Under this task are some entries; return every one of them exactly.
------ Working data
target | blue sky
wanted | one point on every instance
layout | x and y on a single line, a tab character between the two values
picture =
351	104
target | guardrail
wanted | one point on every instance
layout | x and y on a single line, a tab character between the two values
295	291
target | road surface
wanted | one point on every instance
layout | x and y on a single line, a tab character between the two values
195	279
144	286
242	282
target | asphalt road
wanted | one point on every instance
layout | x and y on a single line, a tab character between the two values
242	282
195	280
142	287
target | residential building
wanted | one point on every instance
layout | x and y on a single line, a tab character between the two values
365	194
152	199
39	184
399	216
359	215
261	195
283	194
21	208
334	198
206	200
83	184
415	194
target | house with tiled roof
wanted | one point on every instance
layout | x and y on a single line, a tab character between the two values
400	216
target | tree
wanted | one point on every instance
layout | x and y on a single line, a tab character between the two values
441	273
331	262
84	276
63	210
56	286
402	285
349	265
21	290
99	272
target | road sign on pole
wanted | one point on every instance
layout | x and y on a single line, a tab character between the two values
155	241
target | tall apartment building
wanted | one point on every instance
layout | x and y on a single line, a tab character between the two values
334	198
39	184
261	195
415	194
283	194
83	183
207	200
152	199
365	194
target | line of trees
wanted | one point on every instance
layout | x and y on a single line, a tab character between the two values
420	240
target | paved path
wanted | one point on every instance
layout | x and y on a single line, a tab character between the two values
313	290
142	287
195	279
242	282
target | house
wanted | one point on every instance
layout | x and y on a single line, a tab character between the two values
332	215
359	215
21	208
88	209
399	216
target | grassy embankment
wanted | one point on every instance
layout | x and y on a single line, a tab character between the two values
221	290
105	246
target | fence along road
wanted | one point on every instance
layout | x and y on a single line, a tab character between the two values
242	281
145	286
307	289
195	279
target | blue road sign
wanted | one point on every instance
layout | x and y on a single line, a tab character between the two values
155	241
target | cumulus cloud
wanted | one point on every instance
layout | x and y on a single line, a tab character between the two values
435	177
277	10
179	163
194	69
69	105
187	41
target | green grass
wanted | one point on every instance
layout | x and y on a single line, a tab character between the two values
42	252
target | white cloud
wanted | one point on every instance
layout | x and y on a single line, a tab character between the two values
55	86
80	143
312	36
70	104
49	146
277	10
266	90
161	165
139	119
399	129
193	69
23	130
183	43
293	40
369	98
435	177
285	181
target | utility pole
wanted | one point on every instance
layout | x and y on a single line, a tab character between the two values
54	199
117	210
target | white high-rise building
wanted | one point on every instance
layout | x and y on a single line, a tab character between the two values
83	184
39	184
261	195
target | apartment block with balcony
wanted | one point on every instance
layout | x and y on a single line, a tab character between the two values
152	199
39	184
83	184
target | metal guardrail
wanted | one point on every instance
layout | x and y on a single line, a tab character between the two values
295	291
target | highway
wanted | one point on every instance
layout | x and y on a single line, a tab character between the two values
------------
Exercise answer:
target | blue sky
wanted | one point on every instance
layout | x and y on a single line, a tab character between the two values
picture =
351	104
target | guardrail
wanted | one point on every instance
layout | x and y on a single line, a tab character between the two values
295	291
target | road surface
wanted | one point on every instance
layout | x and y on a single line, a tab character between the two values
195	279
144	286
242	282
target | asphalt road
wanted | one point on every instance
layout | x and y on a single line, a tab character between the two values
242	282
195	280
142	287
target | residential building
wanted | one point on every instance
layout | x and y on a single line, a tab character between the two values
365	194
152	199
39	184
399	216
359	215
261	195
283	194
21	208
334	198
206	200
83	184
415	194
target | house with tiled roof
wanted | one point on every instance
layout | x and y on a single line, a tab character between the two values
400	216
target | tree
wanted | one point on every instance
layout | x and y on a single line, a tab character between the two values
441	273
331	262
84	276
63	210
56	286
402	285
349	265
21	290
99	272
target | road sign on pole
wanted | one point on every instance
layout | x and y on a single line, a tab character between the two values
155	241
target | tall apartment building
wanted | one point on every instance
layout | x and y on a single line, a tab character between the two values
334	198
39	184
261	195
415	194
283	194
83	183
207	200
152	199
365	194
target | line of trees
wanted | one point on every instance
layout | x and y on a single line, a tab character between the two values
420	240
target | paved path
wanted | one point on every instance
layout | x and y on a single line, a tab character between the two values
313	290
142	287
195	279
242	282
target | house
wanted | one point on every instance
layout | x and y on a single line, a tab character between the two values
332	215
359	215
21	208
88	209
399	216
target | grassy embankment
wanted | one point on every instance
layout | x and y on a single line, a tab character between the two values
221	290
105	246
target | fence along road
wanted | one point on every instance
layout | x and y on a single line, a tab character between the two values
242	281
145	286
307	289
195	279
target | blue road sign
wanted | one point on every instance
layout | x and y on a single line, a tab character between the two values
155	241
target | cumulus cloud
wanted | one point on every instance
layout | x and y on a single line, a tab character between the two values
435	177
277	10
179	163
194	69
69	105
187	41
target | green grass
wanted | one point on every instance
layout | x and y on a single line, a tab character between the two values
42	252
target | white cloud
wanted | one point on every instance
layout | x and y on a single line, a tab character between the two values
55	86
80	143
312	36
70	104
49	146
277	10
266	90
161	165
139	119
399	129
193	69
23	130
183	43
293	40
369	98
435	177
285	181
target | utility pole
wanted | one point on every instance
layout | x and y on a single line, a tab character between the two values
54	199
117	210
target | white high-rise building
wanted | one point on every instance
layout | x and y on a single line, a tab character between the two values
83	184
39	184
261	195
target | apartment block with balcony
wanted | one point on every instance
layout | x and y on a single line, a tab character between the two values
152	199
39	184
83	184
target | metal guardrail
wanted | one point on every instance
layout | x and y on a single line, a tab character between the two values
295	291
target | highway
wanted | one point on every instance
layout | x and y on a single line, a tab character between the two values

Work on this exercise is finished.